### TASK TO CARRY OUT:
List every line of the entries below that contains the string "chest", matching case exactly.

### EXERCISE INPUT:
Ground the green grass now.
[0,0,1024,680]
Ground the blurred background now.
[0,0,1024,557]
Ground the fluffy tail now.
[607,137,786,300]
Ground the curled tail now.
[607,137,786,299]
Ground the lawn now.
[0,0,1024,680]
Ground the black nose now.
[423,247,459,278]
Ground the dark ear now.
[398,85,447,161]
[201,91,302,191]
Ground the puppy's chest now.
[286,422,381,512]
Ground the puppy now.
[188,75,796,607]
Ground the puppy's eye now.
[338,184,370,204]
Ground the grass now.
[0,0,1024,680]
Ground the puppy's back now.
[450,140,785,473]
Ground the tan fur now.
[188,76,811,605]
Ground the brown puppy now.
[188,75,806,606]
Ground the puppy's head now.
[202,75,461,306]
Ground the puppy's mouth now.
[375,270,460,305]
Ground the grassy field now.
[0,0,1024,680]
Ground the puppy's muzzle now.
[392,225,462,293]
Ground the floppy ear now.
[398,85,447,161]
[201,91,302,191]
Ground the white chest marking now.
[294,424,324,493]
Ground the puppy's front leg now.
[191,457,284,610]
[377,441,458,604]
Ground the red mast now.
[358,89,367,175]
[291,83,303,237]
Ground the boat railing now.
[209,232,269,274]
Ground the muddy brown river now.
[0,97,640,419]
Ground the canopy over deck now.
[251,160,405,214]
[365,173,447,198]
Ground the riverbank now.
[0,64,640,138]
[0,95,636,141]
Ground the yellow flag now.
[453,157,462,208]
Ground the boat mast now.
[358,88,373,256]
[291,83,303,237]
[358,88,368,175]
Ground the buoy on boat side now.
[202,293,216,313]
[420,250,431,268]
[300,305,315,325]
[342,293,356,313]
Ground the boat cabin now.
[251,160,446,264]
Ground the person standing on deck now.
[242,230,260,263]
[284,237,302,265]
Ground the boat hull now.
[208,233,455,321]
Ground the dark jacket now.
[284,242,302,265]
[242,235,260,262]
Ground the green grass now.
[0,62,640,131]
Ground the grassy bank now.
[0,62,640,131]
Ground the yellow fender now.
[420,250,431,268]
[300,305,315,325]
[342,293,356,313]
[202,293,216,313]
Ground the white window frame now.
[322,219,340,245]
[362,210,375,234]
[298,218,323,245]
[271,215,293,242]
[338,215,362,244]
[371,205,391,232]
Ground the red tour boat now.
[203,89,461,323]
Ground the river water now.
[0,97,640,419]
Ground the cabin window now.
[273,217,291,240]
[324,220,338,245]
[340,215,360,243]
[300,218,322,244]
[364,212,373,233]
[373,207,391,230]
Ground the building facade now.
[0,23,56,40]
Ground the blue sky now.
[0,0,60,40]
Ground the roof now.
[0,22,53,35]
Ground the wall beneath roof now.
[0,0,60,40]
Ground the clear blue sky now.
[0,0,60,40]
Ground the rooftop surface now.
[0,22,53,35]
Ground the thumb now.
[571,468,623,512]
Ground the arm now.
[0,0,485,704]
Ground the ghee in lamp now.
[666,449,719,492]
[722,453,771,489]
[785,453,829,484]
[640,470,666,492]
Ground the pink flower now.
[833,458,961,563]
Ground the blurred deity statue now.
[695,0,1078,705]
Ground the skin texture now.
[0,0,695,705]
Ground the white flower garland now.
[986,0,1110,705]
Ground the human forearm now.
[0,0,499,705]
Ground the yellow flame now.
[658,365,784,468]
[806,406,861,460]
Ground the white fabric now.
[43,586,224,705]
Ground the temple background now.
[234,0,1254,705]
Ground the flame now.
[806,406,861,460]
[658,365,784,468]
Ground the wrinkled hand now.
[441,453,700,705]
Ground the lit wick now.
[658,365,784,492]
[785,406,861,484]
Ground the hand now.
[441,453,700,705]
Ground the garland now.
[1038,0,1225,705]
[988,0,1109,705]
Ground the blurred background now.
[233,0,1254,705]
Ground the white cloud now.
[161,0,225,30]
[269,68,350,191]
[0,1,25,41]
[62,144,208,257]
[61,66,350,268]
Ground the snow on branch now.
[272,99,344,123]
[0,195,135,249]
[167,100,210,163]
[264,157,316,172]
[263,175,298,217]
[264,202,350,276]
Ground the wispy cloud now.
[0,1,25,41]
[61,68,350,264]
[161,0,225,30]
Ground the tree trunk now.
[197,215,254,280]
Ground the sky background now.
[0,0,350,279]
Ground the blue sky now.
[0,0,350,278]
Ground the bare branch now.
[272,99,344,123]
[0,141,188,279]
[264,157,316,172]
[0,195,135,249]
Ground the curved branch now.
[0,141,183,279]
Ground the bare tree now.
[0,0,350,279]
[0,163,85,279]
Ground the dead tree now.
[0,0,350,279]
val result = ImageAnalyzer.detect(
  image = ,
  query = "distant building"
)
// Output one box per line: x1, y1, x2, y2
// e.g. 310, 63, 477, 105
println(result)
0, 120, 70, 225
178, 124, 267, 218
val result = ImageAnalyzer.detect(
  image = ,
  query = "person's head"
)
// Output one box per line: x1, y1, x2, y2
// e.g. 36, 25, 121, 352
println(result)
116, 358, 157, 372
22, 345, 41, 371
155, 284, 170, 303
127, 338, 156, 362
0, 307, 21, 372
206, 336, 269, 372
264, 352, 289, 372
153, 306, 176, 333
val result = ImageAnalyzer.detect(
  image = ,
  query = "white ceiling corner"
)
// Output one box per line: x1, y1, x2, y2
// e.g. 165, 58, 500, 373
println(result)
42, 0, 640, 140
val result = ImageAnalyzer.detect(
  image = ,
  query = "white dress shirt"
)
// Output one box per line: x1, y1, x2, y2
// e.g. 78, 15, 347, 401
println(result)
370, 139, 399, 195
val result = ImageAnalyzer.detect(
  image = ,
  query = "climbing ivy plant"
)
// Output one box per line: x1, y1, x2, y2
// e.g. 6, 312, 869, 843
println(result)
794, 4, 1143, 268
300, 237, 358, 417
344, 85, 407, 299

### EXERCISE ANSWER:
Ground the puppy's chest now.
Ground the white chest marking now.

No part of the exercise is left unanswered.